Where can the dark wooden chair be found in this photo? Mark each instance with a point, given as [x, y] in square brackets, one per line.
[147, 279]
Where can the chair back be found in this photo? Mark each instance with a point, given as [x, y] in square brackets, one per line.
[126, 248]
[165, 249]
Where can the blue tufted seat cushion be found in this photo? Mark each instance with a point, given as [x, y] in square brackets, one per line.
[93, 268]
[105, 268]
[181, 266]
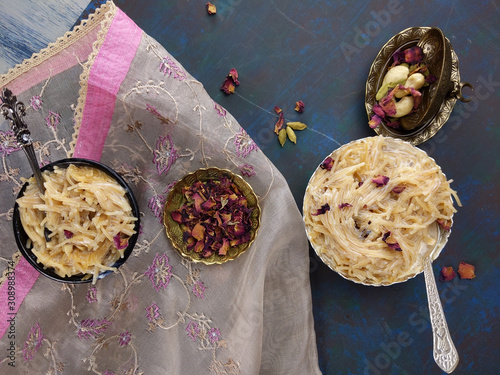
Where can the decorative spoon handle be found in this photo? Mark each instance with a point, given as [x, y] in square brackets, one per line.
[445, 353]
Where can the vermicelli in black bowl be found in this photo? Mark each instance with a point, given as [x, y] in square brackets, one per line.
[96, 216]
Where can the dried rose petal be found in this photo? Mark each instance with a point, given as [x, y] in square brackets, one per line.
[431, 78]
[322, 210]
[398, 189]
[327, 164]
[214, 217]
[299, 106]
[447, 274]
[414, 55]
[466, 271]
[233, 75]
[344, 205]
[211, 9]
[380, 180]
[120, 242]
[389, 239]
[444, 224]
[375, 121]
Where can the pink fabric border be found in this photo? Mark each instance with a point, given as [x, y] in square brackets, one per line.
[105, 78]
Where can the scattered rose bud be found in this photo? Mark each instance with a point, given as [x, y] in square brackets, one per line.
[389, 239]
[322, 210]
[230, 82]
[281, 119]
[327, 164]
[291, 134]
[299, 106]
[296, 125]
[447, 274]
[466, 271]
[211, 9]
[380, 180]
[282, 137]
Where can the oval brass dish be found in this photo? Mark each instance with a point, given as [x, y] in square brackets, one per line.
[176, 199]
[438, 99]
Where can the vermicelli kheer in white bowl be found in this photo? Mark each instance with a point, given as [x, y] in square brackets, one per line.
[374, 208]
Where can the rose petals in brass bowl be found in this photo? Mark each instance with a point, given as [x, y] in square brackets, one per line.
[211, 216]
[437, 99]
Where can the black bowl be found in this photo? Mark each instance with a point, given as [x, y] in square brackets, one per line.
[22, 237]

=-=-=

→ Exercise prompt
Return every entry from the listing above exactly as it stands, leaving out any picture.

→ Answer to this problem
Where can the dark wooden chair be found in this photo? Mark each instance with a point, given as [x, y] in square brackets, one per line.
[147, 279]
Where can the chair back be found in this photo? Mark each instance with a point, given as [x, y] in square brackets, one per line.
[126, 248]
[165, 249]
Where can the blue tufted seat cushion be found in this photo? Mark each instance with a point, given as [x, y] in square brackets, one per line.
[93, 268]
[105, 268]
[181, 266]
Where can the decorative spoon handle be found in this photo? Mark each instance with a point, given as [x, y] in square brackets, one per line.
[445, 353]
Where can the vermicelli in black bowl be found in this photo? Mark each instance with a point, given as [x, y] in square brackets, one per line.
[96, 216]
Where can the dried rose petal be found in this photo? Mark each instance with a point, given as [x, y] in square brackets, one per line.
[431, 78]
[322, 210]
[398, 189]
[327, 164]
[214, 217]
[299, 106]
[447, 274]
[414, 55]
[466, 271]
[233, 75]
[344, 205]
[211, 9]
[380, 180]
[120, 242]
[389, 239]
[444, 224]
[375, 121]
Where can the pink fabric border be found in this photo? Mark each instance with a point, given as [x, y] in square brackets, one per line.
[105, 78]
Where can the scattered rose bud be found in this photo? Mark each instance with a point, given as [x, y] in square brackets, one per line.
[389, 239]
[322, 210]
[230, 82]
[281, 119]
[327, 164]
[291, 134]
[299, 106]
[296, 125]
[447, 274]
[466, 271]
[211, 9]
[380, 180]
[282, 137]
Where can the oval brass dish be found in this photo? Mark each instance with a point, given as [x, y] in square brackets, one per line.
[176, 199]
[438, 99]
Where can the vermicelli kheer in white bowl be found in this photo? Mark each instance with a point, given as [x, y] in square brackets, one per line.
[374, 208]
Where can the rose petals in brass bowl be found in this photo? Mark each instance with a point, given as [x, y] in square brackets, one per line.
[211, 216]
[437, 99]
Where can the black bowl be found in this photo? Mark each instance with a point, given as [x, y] in square brackets, one per line.
[22, 237]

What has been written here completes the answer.